__PASSAGE__:
What ‘The Wandering Earth’ Says About Chinese Sci-Fi
The hit Chinese science fiction film “The Wandering Earth” dominated this year’s Lunar New Year box office, raking in over 2 billion yuan ($296 million) in less than a week. Audience reactions to the movie, which is based on a short story by Liu Cixin, have so far been largely positive, and the movie currently has a score of 7.9 out of 10 on the review site Douban.
Although “The Wandering Earth” is not China’s first attempt at producing a sci-fi blockbuster, there’s no doubt that the genre has traditionally been dominated by European and American productions. And while several Chinese sci-fi authors, including the Hugo Award-winning Liu, have made names for themselves in recent years, many feel that the country’s film industry has lagged behind. The success of “The Wandering Earth” is therefore an important step toward challenging the notion that China is incapable of producing popular or good sci-fi fare.

__RECORD EXTRACTS__:
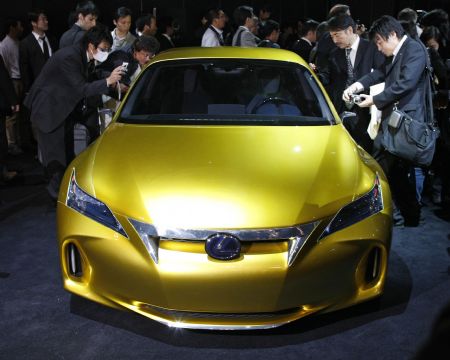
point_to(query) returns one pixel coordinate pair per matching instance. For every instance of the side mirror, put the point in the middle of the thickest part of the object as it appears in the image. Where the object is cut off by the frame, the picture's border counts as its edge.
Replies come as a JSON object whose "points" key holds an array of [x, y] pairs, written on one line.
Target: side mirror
{"points": [[348, 117]]}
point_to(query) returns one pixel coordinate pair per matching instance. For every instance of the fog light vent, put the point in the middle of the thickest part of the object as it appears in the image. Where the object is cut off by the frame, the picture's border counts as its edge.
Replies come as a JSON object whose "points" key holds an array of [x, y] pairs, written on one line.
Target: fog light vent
{"points": [[373, 264], [74, 261]]}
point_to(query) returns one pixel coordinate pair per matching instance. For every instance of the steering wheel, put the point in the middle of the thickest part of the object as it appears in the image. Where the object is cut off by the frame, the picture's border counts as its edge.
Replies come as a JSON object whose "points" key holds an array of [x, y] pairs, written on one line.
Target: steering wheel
{"points": [[271, 100]]}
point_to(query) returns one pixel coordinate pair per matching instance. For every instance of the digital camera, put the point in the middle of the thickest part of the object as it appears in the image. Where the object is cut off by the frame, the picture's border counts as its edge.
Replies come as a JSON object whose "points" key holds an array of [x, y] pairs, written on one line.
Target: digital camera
{"points": [[355, 99]]}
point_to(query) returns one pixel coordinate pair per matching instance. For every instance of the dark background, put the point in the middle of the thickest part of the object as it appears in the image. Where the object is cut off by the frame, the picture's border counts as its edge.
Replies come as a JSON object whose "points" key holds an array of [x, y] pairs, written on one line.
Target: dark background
{"points": [[189, 12]]}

__PROBLEM SET__:
A - Answer these from the article on "The Wandering Earth," one per line:
(i) How much did the film take at the box office, and in how long?
(ii) What score does the film have on Douban?
(iii) Which award has Liu won?
B - In one to three sentences, explain why the article on "The Wandering Earth" calls the film's success an important step.
C - Write the next part of the article on "The Wandering Earth," picking up after its final sentence.

__TASK-BY-TASK ANSWERS__:
A -
(i) Over 2 billion yuan ($296 million) in less than a week.
(ii) 7.9 out of 10.
(iii) The Hugo Award.

B - Sci-fi has traditionally been dominated by European and American productions, and many feel China's film industry has lagged behind even as Chinese sci-fi authors have made names for themselves. The film's success therefore challenges the notion that China is incapable of producing popular or good sci-fi.

C -
As a sci-fi author myself, I have particular reason to be excited about the film’s box office — not to mention the filmmakers’ success in condensing Liu’s labyrinthine plotting into a compact sci-fi disaster story peppered with Hollywood-quality visual effects. More than that, however, I hope “The Wandering Earth” finally signals the global arrival of truly “Chinese” sci-fi. Indeed, in my view, director Guo Fan’s greatest achievement lies in how he solved a problem that has plagued Chinese science fiction movies for years: how to naturally integrate Chinese culture and sentiments into a genre that has been dominated by the West for over a century.
The plot of Guo’s “The Wandering Earth” adaptation is, like many of Liu’s stories, complex, broadly imaginative, and stuffed with extreme scenarios and existential choices. The tale takes place in a bleak future, at a time when the expansion of the sun threatens to engulf the earth. Humankind decides to respond by building massive thruster engines on the planet, capable of pushing the earth out of its current orbit and into the depths of the universe, in hopes of reaching a more habitable solar system. When the planet instead gets trapped by Jupiter’s gravitational field, however, the crew of an orbiting space station must decide whether to abandon the earth in order to preserve something of humanity, or sacrifice their own lives in a low-probability attempt to free their homes from Jupiter’s pull.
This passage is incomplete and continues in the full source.